Efendiler, İstanbul bunalımı üzerine yaptığım açıklamalar epeyce uzadı. İstanbul'da zaten öteden beri süregelmekte olan durumdan, daha birçok şeyin ortaya çıktığına şahit olacağız.
Müsaade buyurursanız, tekrar İstanbul'a dönmek üzere, biraz da Edirne taraflarındaki duruma göz atalım. şimdiye kadar yaptığım genel açıklamalar sırasında, yeri geldikçe Trakya'yı da teşkilât ve tasarılarımızın hiçbir vakit dışında tutmadığımızı anlattığımı sanırım. Edirne ile olan ilişki ve haherleşmelerimiz, memleketin her yeriyle olduğu gibi devam ettirilmekteydi.
Yapılan haberleşmelerimizdeki dikkate değer bazı noktaları yüksek hey'etinize açıklayarak bildirmek uygun olur :
l'inci Kolordu Komutanı Cafer Tayyar Bey, 31 Aralık 1919 tarihli pek etraflı bir raporunda, Trakya ve özellikle Batı Trakya'da Yunanlıların yaptıkları işleri ve giriştikleri teşebbüsleri pek güzel açıklıyordu. Bu olağanüstü çalışmalara karşı kendisinin gerektiği gibi tertibat alamadığından şikâyet ediyordu.

________________________

**Yazılı Alıştırma:**
Alıntı metne göre Cafer Tayyar Bey'in Trakya'daki durumu anlatan etraflı raporu hangi tarihi taşıyordu?

**Kayıtlar:**
________________________

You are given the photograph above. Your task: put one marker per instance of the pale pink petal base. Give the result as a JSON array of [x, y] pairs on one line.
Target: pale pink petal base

________________________

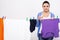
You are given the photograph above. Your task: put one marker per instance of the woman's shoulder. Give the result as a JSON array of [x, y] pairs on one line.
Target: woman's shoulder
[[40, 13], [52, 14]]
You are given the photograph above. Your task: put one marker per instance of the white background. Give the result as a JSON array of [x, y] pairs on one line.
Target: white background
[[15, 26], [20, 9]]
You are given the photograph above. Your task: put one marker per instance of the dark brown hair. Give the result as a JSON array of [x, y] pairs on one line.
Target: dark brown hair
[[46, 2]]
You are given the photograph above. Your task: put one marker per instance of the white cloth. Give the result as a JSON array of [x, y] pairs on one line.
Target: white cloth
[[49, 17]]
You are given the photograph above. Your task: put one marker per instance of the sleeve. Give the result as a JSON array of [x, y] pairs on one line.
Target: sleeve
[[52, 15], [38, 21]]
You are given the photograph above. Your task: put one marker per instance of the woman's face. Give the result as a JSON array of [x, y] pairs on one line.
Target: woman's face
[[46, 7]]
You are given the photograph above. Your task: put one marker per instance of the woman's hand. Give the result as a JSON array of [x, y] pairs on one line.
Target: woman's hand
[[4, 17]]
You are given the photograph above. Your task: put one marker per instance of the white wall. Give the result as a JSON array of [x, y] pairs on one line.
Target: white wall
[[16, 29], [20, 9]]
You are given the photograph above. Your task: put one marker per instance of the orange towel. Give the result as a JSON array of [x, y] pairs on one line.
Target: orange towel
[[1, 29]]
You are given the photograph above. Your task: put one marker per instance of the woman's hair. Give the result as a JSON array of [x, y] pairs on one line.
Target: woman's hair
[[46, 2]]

________________________

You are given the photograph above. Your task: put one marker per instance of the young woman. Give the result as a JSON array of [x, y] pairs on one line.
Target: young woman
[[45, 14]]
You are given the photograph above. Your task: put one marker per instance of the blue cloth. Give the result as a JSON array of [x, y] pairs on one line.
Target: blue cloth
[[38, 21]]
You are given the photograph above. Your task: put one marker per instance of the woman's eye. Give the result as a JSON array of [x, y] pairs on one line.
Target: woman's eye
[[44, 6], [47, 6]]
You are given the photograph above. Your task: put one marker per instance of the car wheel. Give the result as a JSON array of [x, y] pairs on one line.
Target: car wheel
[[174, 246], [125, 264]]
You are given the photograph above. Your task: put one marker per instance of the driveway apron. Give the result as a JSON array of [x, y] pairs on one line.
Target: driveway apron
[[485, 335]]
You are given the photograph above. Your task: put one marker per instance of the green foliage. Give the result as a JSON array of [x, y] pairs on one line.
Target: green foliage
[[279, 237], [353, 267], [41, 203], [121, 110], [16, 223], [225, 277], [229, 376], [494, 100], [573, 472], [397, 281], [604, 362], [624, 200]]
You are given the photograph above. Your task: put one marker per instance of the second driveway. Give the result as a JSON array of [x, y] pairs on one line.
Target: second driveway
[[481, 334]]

________________________

**Yanıt:**
31 Aralık 1919 tarihini taşıyordu.